++++ TASK MATERIAL

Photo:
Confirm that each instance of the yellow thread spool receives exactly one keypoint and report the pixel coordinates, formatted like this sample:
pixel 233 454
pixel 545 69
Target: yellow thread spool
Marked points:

++++++++
++++ TASK MATERIAL

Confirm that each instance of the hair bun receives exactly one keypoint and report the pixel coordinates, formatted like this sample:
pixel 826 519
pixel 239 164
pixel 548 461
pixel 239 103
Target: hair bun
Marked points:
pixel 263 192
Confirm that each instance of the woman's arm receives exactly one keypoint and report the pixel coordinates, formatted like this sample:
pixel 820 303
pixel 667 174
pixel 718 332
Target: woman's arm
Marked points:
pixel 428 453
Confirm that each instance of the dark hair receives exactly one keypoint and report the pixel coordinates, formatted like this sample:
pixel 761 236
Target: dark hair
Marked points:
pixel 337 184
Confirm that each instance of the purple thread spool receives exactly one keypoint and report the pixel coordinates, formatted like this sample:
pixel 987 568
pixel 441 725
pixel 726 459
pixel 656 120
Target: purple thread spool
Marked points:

++++++++
++++ TASK MATERIAL

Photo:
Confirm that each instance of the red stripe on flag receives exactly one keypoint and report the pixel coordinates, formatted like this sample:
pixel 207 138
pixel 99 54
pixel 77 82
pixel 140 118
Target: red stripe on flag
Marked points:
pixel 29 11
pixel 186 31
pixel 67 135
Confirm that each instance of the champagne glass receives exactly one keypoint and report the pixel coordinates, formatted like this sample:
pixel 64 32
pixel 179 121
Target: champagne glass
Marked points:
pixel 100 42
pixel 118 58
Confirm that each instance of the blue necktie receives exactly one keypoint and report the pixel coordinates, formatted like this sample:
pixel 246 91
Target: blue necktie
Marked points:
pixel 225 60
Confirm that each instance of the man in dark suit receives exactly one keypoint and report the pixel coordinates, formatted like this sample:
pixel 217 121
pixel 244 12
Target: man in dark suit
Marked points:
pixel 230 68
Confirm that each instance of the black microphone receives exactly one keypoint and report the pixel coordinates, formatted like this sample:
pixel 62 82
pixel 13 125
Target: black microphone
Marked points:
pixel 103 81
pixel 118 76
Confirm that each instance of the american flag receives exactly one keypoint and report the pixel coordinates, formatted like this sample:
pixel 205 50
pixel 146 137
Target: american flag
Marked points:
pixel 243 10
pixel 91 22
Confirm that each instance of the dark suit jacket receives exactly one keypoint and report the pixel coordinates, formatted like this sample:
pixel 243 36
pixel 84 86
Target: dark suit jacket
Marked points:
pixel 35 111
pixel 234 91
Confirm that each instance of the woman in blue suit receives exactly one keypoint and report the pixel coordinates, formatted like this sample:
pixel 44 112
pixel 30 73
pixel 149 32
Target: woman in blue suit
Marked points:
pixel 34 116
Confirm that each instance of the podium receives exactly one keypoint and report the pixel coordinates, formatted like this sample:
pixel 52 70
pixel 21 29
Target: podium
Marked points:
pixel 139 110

++++++++

**TASK ITEM**
Within the entries, count the lines that contain the word "glass". Give that number and no more.

**RESULT OF THIS TASK**
2